■ Exercise description: Write every line out verbatim and omit the pictures.

■ Record list:

-- Begin --

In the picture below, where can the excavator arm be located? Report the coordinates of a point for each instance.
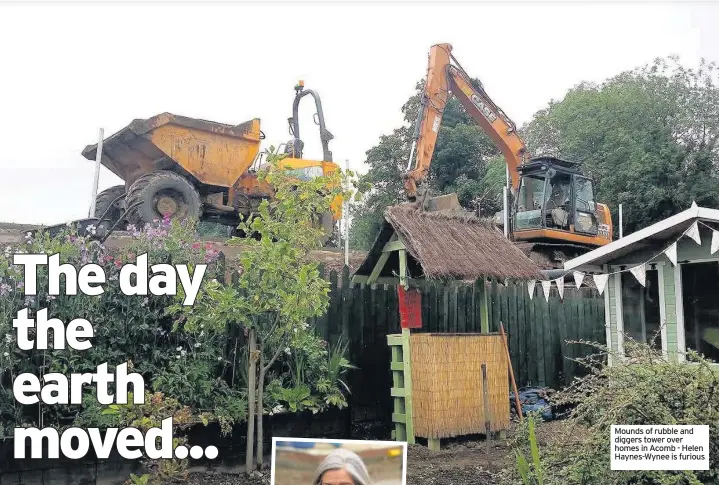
(444, 77)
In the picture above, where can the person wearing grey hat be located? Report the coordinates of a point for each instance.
(342, 467)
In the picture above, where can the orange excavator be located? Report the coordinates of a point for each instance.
(553, 213)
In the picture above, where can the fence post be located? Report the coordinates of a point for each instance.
(484, 306)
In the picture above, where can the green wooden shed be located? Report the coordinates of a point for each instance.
(662, 285)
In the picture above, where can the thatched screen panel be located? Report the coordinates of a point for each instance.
(447, 385)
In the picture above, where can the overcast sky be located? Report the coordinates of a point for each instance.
(66, 71)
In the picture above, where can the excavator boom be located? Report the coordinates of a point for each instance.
(553, 202)
(443, 79)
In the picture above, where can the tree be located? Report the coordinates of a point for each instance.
(461, 164)
(278, 289)
(648, 137)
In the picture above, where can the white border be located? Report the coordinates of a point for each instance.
(679, 305)
(662, 310)
(395, 444)
(687, 215)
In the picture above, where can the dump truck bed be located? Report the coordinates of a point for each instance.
(215, 154)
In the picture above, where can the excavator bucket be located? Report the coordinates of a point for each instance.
(448, 202)
(214, 154)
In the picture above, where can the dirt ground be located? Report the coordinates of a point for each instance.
(461, 462)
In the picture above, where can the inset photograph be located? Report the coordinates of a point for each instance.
(304, 461)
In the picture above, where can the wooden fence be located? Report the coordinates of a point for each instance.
(537, 330)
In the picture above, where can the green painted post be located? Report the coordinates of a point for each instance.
(402, 267)
(406, 354)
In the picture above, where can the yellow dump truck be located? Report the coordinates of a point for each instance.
(180, 167)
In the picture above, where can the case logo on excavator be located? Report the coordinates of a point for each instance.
(483, 108)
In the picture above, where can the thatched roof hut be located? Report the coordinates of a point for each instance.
(446, 245)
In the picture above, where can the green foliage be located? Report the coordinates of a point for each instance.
(642, 389)
(278, 290)
(139, 479)
(648, 137)
(462, 163)
(155, 409)
(531, 475)
(189, 366)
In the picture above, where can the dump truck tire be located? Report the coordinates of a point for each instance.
(104, 201)
(159, 194)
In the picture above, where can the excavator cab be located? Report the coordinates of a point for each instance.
(555, 199)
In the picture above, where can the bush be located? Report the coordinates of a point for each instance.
(643, 389)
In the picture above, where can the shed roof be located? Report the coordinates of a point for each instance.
(451, 245)
(651, 235)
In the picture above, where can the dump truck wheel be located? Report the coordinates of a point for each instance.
(104, 202)
(162, 194)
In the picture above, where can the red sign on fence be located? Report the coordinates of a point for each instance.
(410, 307)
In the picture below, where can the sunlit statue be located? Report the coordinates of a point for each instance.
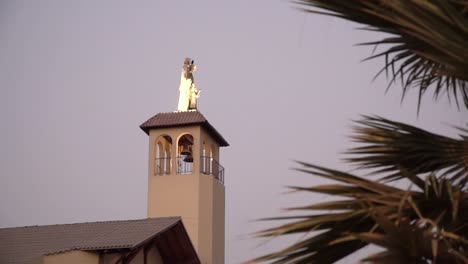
(188, 92)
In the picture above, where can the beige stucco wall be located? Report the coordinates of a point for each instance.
(72, 257)
(198, 198)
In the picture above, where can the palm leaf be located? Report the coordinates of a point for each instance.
(388, 147)
(428, 46)
(332, 236)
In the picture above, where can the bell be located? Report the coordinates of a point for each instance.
(185, 151)
(188, 158)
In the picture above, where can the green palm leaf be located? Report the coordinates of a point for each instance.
(428, 46)
(387, 147)
(332, 236)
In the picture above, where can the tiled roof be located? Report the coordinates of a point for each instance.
(23, 244)
(187, 118)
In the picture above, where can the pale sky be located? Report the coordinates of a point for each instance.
(77, 78)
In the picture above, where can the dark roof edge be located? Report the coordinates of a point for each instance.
(205, 124)
(159, 233)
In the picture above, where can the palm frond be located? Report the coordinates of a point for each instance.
(388, 147)
(332, 236)
(428, 42)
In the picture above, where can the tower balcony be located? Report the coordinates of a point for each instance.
(208, 166)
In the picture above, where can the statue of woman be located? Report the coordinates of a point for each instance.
(188, 93)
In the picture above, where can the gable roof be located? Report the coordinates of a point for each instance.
(24, 244)
(188, 118)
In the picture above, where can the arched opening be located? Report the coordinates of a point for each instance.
(162, 162)
(184, 154)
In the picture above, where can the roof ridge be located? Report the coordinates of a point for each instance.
(95, 222)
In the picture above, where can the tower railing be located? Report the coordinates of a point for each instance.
(162, 166)
(208, 166)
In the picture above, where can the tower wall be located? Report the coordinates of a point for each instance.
(197, 197)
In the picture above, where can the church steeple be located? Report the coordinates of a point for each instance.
(185, 178)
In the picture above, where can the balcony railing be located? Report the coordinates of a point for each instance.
(208, 166)
(162, 166)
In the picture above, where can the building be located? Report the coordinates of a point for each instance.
(186, 212)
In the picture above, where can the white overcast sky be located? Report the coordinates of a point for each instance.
(77, 78)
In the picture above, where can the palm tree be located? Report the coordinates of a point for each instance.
(428, 221)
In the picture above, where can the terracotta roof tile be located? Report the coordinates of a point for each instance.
(188, 118)
(24, 244)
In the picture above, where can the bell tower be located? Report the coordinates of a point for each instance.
(186, 179)
(184, 175)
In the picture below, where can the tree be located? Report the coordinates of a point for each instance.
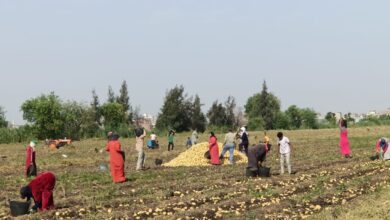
(113, 115)
(111, 95)
(331, 118)
(309, 118)
(3, 121)
(124, 100)
(95, 105)
(263, 105)
(176, 111)
(44, 113)
(294, 116)
(74, 117)
(198, 119)
(217, 115)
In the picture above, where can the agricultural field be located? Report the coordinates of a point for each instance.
(323, 186)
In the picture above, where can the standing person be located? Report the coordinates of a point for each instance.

-- End --

■ Solution:
In the picture below, where can the excavator arm be located? Report the coordinates of a point for each instance.
(444, 77)
In the picture above, where can the person wearing grey hat be located? Report the coordinates of a point for each instance.
(342, 467)
In the picture above, where can the orange excavator be located? Report the coordinates of a point for each instance.
(553, 213)
In the picture above, where can the fence post be located? Report the coordinates of a point for each instance.
(484, 306)
In the picture above, where can the green wooden shed be located? Report the coordinates of a point for each instance.
(662, 285)
In the picture above, where can the thatched screen panel be located? Report the coordinates of a point for each instance.
(447, 385)
In the picture above, where can the overcast sky be located? Report the coordinates of a point for each instance.
(66, 71)
In the picture above, where can the excavator boom be located? Report the coordinates of a point for each instance.
(553, 202)
(443, 79)
In the picture above, where can the tree be located? Report the coordinates of a point for each instance.
(461, 164)
(278, 289)
(648, 137)
In the picture above, where can the white border be located? Report the coordinates of a point for each instance.
(679, 305)
(662, 310)
(395, 444)
(687, 215)
In the picture above, where can the dump truck bed be located? Report the coordinates of a point for each instance.
(215, 154)
In the picture above, where can the excavator bucket be located? Report the coordinates of a point for each instance.
(448, 202)
(214, 154)
In the picture above, where can the dirt ground be located? Report the coordinates of a point for each instance.
(461, 462)
In the picture above, where can the inset photograph be located? Report the coordinates of a point for each instance.
(304, 461)
In the picture above, where can the wooden fence be located? Report the coordinates of a point for each instance.
(537, 330)
In the picture above, where can the green painted post be located? Report the coordinates of a point for each instance.
(402, 267)
(406, 354)
In the picture above, where can the yellow dump truck be located? Report the coordinates of a point for each instance.
(180, 167)
In the picture above, where can the case logo on excavator be located? Report the coordinates of a point for each instance.
(483, 108)
In the picture above, where can the thatched roof hut be located? Report the coordinates of a point for each instance.
(446, 245)
In the picture above, where can the green foliage be located? Report the coordinates of a point for each instance.
(642, 389)
(278, 290)
(139, 479)
(648, 137)
(462, 163)
(155, 409)
(531, 475)
(189, 366)
In the picture above, where can the dump truck tire be located? Report the coordinates of a point for each instance.
(104, 201)
(159, 194)
In the picture above, where can the excavator cab be located? Report the coordinates of a point for each instance.
(555, 199)
In the picture above, where can the bush be located? Report the coordinates of a point for each instance.
(643, 389)
In the picture above, where can the shed roof be located? Report the coordinates of a point for each instance.
(451, 245)
(651, 235)
In the picture above, where can the dump truck wheel be located? Report the coordinates of a point for each instance.
(104, 202)
(162, 194)
In the picture above, where can the red sign on fence be located? Report the coordinates of a point for each instance.
(410, 307)
In the picture below, where can the sunlit statue be located? Report the coordinates of a point for each instance.
(188, 92)
In the picture above, where can the beige stucco wall be located? Report the coordinates of a point for each instance.
(72, 257)
(198, 198)
In the picture above, where can the palm leaf be located? Report the coordinates of a point for each instance.
(388, 147)
(428, 46)
(332, 236)
In the picture above, where can the bell be located? Report the coordinates of a point for each instance.
(185, 151)
(188, 158)
In the picture above, where can the green palm leaf be located? Report the coordinates of a point for each instance.
(428, 46)
(387, 147)
(332, 236)
In the picture above, where can the tiled roof be located? Report the coordinates of a point for each instance.
(23, 244)
(187, 118)
In the picture above, where can the pale sky be located? Report the coordinates of a point for each instance.
(77, 78)
In the picture above, where can the dark roof edge be located? Report the coordinates of a point for each instance.
(205, 124)
(159, 233)
In the picture above, where can the palm frond be located? Report the coordinates of a point for each instance.
(388, 147)
(332, 236)
(428, 42)
In the picture above, where can the tower balcony be located? Report the coordinates of a point for each instance.
(208, 166)
In the picture above, where can the statue of woman be located? Report the coordinates of a point for each instance.
(188, 93)
In the picture above, where can the gable roof be located? Report the coordinates of a point for each instance.
(24, 244)
(188, 118)
In the picture above, where can the arched opening be located? Report the coordinates of a point for each instance.
(162, 162)
(184, 154)
In the picture above, where can the roof ridge be located? Report the coordinates of a point for each instance.
(95, 222)
In the picture above, where can the tower railing be located? Report the coordinates of a point for each instance.
(162, 166)
(208, 166)
In the picture above, where can the tower wall be located? Report the coordinates of a point for each instance.
(197, 197)
In the picture above, where can the church steeple be located? Report the coordinates of a point for each instance.
(185, 178)
In the picture above, where can the balcony railing be located? Report the coordinates of a point for each instance.
(208, 166)
(162, 166)
In the picture above, where can the building be located? Report the coordinates of a point for each instance.
(186, 212)
In the picture above, where can the white overcast sky be located? Report the coordinates of a point for each instance.
(77, 78)
In the picture above, where can the palm tree be located? Report the coordinates of a point for each instance.
(428, 221)
In the picture above, where can the terracotta roof tile be located? Report the coordinates of a point for each instance.
(188, 118)
(24, 244)
In the picture above, where can the bell tower be located? Report the coordinates of a point for each instance.
(186, 179)
(184, 175)
In the picture below, where can the tree be located? Report the coordinates of a point for each instance.
(113, 115)
(111, 95)
(331, 118)
(309, 118)
(3, 121)
(124, 100)
(95, 105)
(263, 105)
(176, 111)
(44, 113)
(294, 116)
(74, 117)
(198, 119)
(217, 115)
In the picture above, where can the agricultural field be located? Report the coordinates of a point for each instance.
(323, 186)
In the picture above, where can the standing person be located? Report the coordinates of a point for each instance.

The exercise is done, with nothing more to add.